Assigned task ->
Please continue the reflection on grief and loss after its last sentence, before the items that follow it.

Selected extract ->
□ □ □ □

The idea of death is for the living. Death has no meaning for the one no longer in form. Death is felt by the ones left behind, or it is glossed over with polite triteness, watchful escapism: It’s okay, she’s gone to a better place, he is flying with the angels, they’ve gone home to God, he’s no longer in pain.
It’s not okay. Loss hurts. Grief is real. Denial doesn’t make it better. It only helps the pain dig a deeper hole in your heart.
While all of those sayings are true in a way, just not true in the way most think, they are ways that we keep from having to feel our experience of loss … but loss is sneaky. What we don’t feel today, will catch up with us sooner or later, so we might as well feel it now. Now it is utterly accessible. We haven’t had time to wrap layers of story around it yet.
Right now, now with the loss exactly as it is, raw and real, it’s fresh. In a beautiful way, it’s quite innocent, empty of meaning, uninhabited by deflection, free of the rat’s nest of well-meaning escape routes.
… and we feel what we feel when and as we can, when and as we are ready. It’s impossible to enter into the pain before our time. Sometimes it takes years before the loss shows its face again. You might not even recognize it as loss, as the pain of grief you couldn’t feel at the time. It materializes out of nowhere, wearing new clothes, a beggar with a begging bowl, will you feel me now? How about if I look like this? Or this?
Sometimes we still aren’t ready, so the pain digs in, adding more layers, crystallizing a bit, waiting for that one crack to open us enough to embrace the whole of ourselves, the one experience that will allow us to see the dark beauty in the pain and agony, in the shame and self-recrimination.

□ □ □ □

Information provided ->
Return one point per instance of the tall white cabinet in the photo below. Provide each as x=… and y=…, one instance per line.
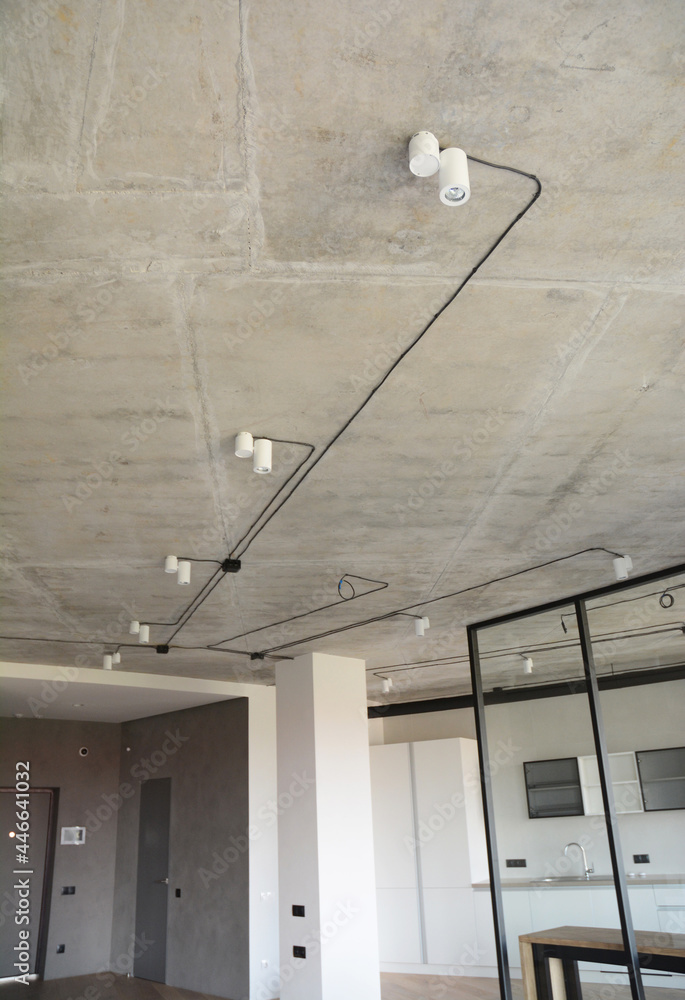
x=430, y=847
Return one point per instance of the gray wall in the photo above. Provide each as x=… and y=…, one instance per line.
x=208, y=927
x=82, y=922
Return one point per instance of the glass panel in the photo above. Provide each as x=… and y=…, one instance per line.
x=639, y=649
x=545, y=783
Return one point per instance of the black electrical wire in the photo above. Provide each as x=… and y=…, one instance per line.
x=398, y=360
x=184, y=613
x=628, y=600
x=237, y=551
x=443, y=597
x=304, y=614
x=242, y=552
x=536, y=647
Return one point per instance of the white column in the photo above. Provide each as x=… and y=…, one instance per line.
x=325, y=832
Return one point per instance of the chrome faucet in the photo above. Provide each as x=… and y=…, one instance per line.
x=574, y=843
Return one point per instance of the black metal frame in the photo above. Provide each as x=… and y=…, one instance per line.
x=579, y=602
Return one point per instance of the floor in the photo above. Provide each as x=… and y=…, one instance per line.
x=394, y=986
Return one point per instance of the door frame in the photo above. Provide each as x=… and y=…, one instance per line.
x=49, y=864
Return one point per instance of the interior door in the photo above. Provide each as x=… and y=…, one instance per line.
x=153, y=880
x=18, y=889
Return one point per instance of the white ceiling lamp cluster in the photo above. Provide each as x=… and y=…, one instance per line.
x=258, y=449
x=426, y=158
x=421, y=624
x=172, y=564
x=622, y=567
x=142, y=631
x=109, y=659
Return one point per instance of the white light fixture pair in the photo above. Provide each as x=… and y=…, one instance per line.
x=421, y=624
x=142, y=631
x=426, y=159
x=258, y=449
x=172, y=564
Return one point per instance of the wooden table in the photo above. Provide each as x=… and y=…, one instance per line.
x=549, y=959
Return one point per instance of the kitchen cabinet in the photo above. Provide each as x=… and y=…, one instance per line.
x=429, y=844
x=624, y=781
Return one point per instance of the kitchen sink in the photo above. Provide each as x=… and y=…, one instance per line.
x=574, y=878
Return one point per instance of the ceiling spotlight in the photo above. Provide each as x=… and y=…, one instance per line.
x=424, y=154
x=454, y=177
x=262, y=456
x=622, y=567
x=244, y=445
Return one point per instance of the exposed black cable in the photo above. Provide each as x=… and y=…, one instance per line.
x=443, y=597
x=213, y=587
x=304, y=614
x=185, y=612
x=237, y=552
x=398, y=360
x=536, y=647
x=627, y=600
x=242, y=552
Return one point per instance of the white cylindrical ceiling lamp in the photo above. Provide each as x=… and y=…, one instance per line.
x=244, y=445
x=622, y=567
x=454, y=177
x=262, y=456
x=424, y=154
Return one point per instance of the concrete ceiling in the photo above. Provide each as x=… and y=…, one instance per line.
x=210, y=227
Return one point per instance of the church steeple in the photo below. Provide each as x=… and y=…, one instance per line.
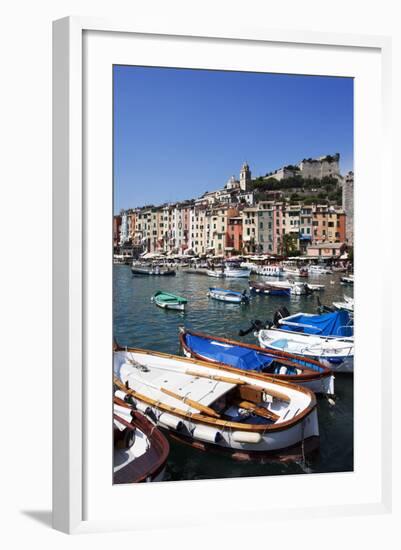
x=245, y=177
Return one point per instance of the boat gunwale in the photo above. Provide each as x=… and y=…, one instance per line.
x=326, y=371
x=203, y=419
x=158, y=443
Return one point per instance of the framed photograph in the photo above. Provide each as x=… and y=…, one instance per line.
x=212, y=241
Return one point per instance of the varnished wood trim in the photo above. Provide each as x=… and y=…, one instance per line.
x=305, y=377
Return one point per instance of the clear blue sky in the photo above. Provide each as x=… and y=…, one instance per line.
x=181, y=132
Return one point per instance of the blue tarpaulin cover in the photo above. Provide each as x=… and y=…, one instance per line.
x=328, y=324
x=235, y=356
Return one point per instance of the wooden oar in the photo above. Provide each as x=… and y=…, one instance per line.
x=187, y=400
x=260, y=411
x=191, y=403
x=216, y=377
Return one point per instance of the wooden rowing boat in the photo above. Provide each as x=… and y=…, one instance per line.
x=236, y=398
x=140, y=449
x=279, y=365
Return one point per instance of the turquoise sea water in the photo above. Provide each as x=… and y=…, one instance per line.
x=140, y=323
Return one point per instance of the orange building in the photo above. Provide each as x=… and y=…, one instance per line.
x=328, y=225
x=234, y=234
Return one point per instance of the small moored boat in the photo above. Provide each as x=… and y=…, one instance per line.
x=332, y=324
x=227, y=295
x=167, y=300
x=317, y=269
x=270, y=271
x=156, y=271
x=347, y=304
x=208, y=405
x=218, y=273
x=236, y=272
x=336, y=353
x=270, y=289
x=247, y=357
x=140, y=449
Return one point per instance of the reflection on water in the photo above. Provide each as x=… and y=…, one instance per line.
x=140, y=323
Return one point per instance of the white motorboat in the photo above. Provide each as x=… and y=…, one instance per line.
x=315, y=287
x=319, y=270
x=347, y=304
x=336, y=353
x=206, y=404
x=270, y=271
x=227, y=295
x=347, y=280
x=218, y=273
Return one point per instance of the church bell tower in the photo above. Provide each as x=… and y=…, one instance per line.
x=245, y=177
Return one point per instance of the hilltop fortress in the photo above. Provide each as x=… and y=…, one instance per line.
x=327, y=166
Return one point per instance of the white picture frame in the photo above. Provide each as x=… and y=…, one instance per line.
x=74, y=431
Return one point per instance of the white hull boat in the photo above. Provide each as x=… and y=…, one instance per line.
x=336, y=353
x=215, y=273
x=315, y=287
x=270, y=271
x=207, y=405
x=226, y=295
x=236, y=273
x=319, y=270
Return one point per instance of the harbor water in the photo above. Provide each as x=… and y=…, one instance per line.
x=140, y=323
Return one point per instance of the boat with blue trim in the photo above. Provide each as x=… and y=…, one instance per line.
x=246, y=357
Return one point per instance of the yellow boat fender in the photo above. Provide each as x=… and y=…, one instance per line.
x=246, y=437
x=205, y=433
x=170, y=421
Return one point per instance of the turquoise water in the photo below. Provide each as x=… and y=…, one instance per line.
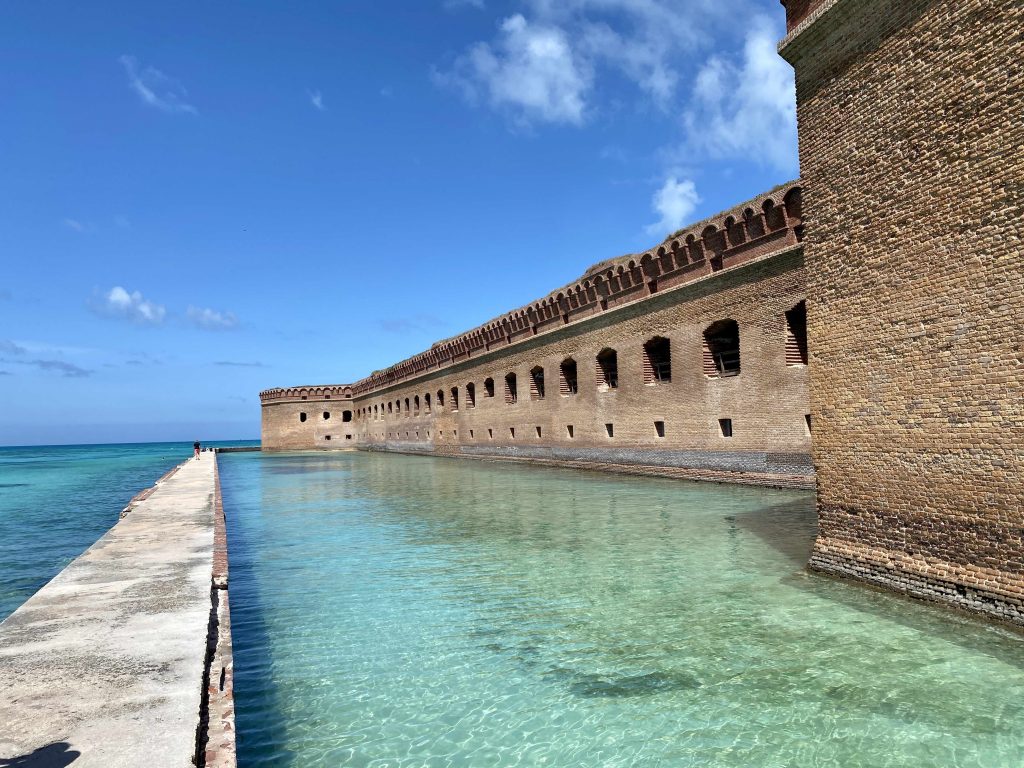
x=56, y=500
x=399, y=611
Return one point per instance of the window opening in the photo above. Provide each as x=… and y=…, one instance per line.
x=537, y=384
x=657, y=360
x=721, y=349
x=607, y=370
x=567, y=378
x=796, y=335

□ □ □ □

Output for this exercise ->
All life is ever doing is opening our hearts, showing us the precious actuality of what we are and have always been. It is infinitely patient, absolutely loving. It is always revealing that it’s okay to feel life, to be fully alive. It’s not just safe, it’s why we’re here.
We are always feeling. What we are is feeling, experiencing, sensing. We either feel life as it is, or we feel our resistance to it. There is no way not to feel. Even numbness is a feeling.
The death I speak of, doesn’t have to be a final curtain, the ultimate healing. Death comes in many shapes and sizes. All trauma is a kind of death, the death of the innocence that came before. Life doesn’t really care how big the blow is. One magnitude of grief is not more important, more difficult, more real, than any other. Pain is pain. Grief is grief, and life is always pointing to the infinite aliveness we are, to the actuality underlying all trauma, all pain.